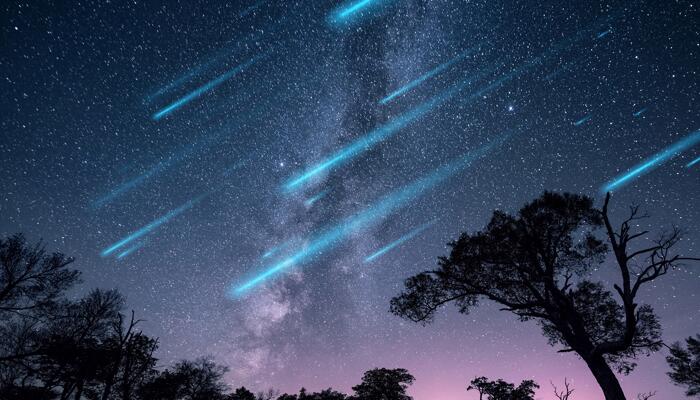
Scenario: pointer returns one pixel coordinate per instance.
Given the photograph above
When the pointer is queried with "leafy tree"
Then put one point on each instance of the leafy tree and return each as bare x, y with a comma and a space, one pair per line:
75, 352
187, 380
535, 264
685, 365
502, 390
384, 384
242, 394
327, 394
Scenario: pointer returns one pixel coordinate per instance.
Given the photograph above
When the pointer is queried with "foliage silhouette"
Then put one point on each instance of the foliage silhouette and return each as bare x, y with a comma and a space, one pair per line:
384, 384
535, 264
502, 390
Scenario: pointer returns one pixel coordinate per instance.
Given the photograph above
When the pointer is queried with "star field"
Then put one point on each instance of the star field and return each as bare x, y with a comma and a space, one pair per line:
185, 121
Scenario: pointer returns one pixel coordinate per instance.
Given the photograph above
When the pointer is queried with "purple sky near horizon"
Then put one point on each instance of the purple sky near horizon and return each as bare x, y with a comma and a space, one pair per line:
84, 163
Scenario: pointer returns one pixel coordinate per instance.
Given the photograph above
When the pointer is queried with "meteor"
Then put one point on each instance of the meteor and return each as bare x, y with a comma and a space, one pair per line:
640, 112
690, 164
131, 249
384, 207
152, 226
379, 134
435, 71
410, 235
203, 89
655, 161
582, 120
345, 12
155, 170
309, 202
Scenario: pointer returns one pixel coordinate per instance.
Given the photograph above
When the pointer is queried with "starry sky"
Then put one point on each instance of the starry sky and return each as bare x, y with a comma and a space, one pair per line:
281, 144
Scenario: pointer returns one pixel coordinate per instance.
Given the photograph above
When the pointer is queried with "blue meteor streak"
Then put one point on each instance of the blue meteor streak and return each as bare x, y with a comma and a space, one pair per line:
381, 209
654, 161
410, 235
353, 8
203, 89
381, 133
151, 226
182, 154
437, 70
582, 120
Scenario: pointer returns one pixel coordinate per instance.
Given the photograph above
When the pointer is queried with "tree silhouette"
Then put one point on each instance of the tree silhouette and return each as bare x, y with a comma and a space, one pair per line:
535, 265
685, 365
187, 380
502, 390
75, 352
384, 384
242, 394
565, 392
31, 281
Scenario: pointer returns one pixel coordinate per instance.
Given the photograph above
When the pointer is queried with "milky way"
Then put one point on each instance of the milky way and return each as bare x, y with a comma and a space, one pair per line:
180, 149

- TASK TO COMPLETE -
Reproduce the full listing faithfully, but do not carry over any pictures.

- ANSWER IN FULL -
Scenario: pointer returns one pixel coordinate per instance.
Given the photograph above
When the pointer is queried with "leafy tree"
Then put one point on each instance of the leafy tree and return each as bare x, y with a comma and a space, one pair per line:
75, 352
187, 380
535, 264
685, 365
502, 390
384, 384
242, 394
327, 394
Scenario: pointer returns one pixel coordinate per instance.
Given the photograph above
When the pointer is queried with "foliage silhouette"
Then put one point on each instance of the foliage silhouette and return each as bare x, y with a comma and a space, one pair per line:
384, 384
535, 264
502, 390
Scenario: pointer returns one pixel coordinate per instance.
Given the photograph above
When the pointer is queried with "star field"
Then put one point on each instance of the star field and return each as bare x, y with a comma and a space, one pair per line:
185, 121
Scenario: pointer returns one pixel coordinate per instance.
Given the photograph above
When the pointer is queried with "purple sky near horizon"
Then put one point on each instance of the purple sky near horizon and return each as bare x, y with a comma and a space, one pair per line:
84, 163
Scenario: pointer returns one pixel coordinate per instance.
Given the photograph above
When the pointer is queried with "meteor"
Then put one point on each instance of the meteor and return each as bare x, y with a comma and a space, one pair per line:
640, 112
690, 164
131, 249
384, 207
152, 226
379, 134
435, 71
410, 235
203, 89
655, 161
582, 120
345, 12
155, 170
309, 202
Scenario: pointer returns one pixel coordinate per instance.
Given the photograph above
When the pointer is queried with "starry sky"
Then put one point on each instance of the starry sky and return each as bare x, y with a comma and a space, one pair per line:
281, 144
Scenario: pointer returns one pixel coordinate per instance.
Given the photograph above
When the pointer is queried with "blue meteor streak"
Then put one point on each instance of the blue meteor streak and return each as bare x, y with a comma and a space, one pair per line:
381, 209
654, 161
410, 235
353, 8
203, 89
381, 133
151, 226
182, 154
437, 70
582, 120
Scenario: pointer returns one pixel coordinate per instance.
Given the photograph above
When the pointer is queried with "tree silhouette"
Then put one point on each instance of the tree silhouette and return each as bare x, y with a comma and a space, one pair per line:
535, 265
685, 365
187, 380
502, 390
75, 352
384, 384
242, 394
565, 392
31, 281
Scenario: pointer returns one pixel coordinate per instance.
Given the photograph above
When the pointer is queried with "milky way"
Then put one point on each instance of the milky way and return each as bare x, y with a comma and a space, one pair per line:
180, 149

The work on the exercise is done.